AUFGABENLISTE:
a – In welchem Fach gibt die schreibende Person laut Lesetext seit der eigenen Schulzeit Nachhilfe?
b – Schreiben Sie den Abschnitt aus dem Lesetext ab, der mit „Da ich mich“ beginnt und mit „kürzer zu fassen.“ endet.

LESETEXT:
►

Da ich mich hier ja einfach mal so angemeldet und erst einen Beitrag gepostet habe, will ich euch doch einfach mal meine Geschichte erzählen. Um euch die Lesbarkeit zu erreichen, hebe ich wichtige Teile fett hervor. Viel Spaß beim Lesen, ich finde die Story spannend. Leider ist sie zu komplex, um sie kürzer zu fassen.
Also: Ich habe mir überlegt, dass Lehrer genau mein Ding ist. (kenne mich mit meinen Fächern gut aus, erkläre gerne, gebe Mathenachhilfe seit der eigenen Schulzeit, kann sicher auftreten, bin schwer zu verunsichern und habe vor allem Spaß am Umgang mit anderen Menschen.) Folglich studiere ich Lehramt und mache ein Praxissemester. Dort lief es vom ersten Tag an saugeil. Hab ab der ersten Woche unterrichtet, gleich mal ne Klasse für 2 Wochen am Stück behalten und es hat geklappt. Die Rückmeldungen waren im Großen und Ganzen "Wir unterhalten uns hier schon auf dem Niveau vom mindestens 2. Halbjahr Ref" und "Ich habe noch nie einen Anfänger so sicher vor einer Klasse stehen sehen!" (klar gabs auch mal Kritik und Änderungsvorschläge, aber im Großen und Ganzen hat mein Unterricht geklappt.) Folgerung: Ich liege richtig mit meiner Berufswahl. (stand auch so in der Praktikumsbewertung.) Sehnsüchtig erwarte ich mein Ref, damit ich endlich wieder unterrichten kann.
2 Jahre später komme ich ins Ref an ein anderes Gymnasium, werde mäßig freundlich empfangen, und kurz gefasst: auf einmal klappt gar nichts mehr! Hätte man mich nach drei Tagen gefragt, wie ich es an der Schule finde, hätte ich gesagt: Die Disziplin ist unter aller Sau! Nach zwei Wochen hätte ich geantwortet: Wenn man diese Schüler diszipliniert hat (was mir irgendwie gelang), dann merkt man erst mal, wie schlecht die eigentlich genau sind!

◄

Einträge aus einem Zeigedatensatz:

►

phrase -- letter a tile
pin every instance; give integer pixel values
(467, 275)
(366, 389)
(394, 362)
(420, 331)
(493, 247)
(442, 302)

◄

VOLLSTÄNDIGE LÖSUNGEN:
a – In Mathe.

b –
Da ich mich hier ja einfach mal so angemeldet und erst einen Beitrag gepostet habe, will ich euch doch einfach mal meine Geschichte erzählen. Um euch die Lesbarkeit zu erreichen, hebe ich wichtige Teile fett hervor. Viel Spaß beim Lesen, ich finde die Story spannend. Leider ist sie zu komplex, um sie kürzer zu fassen.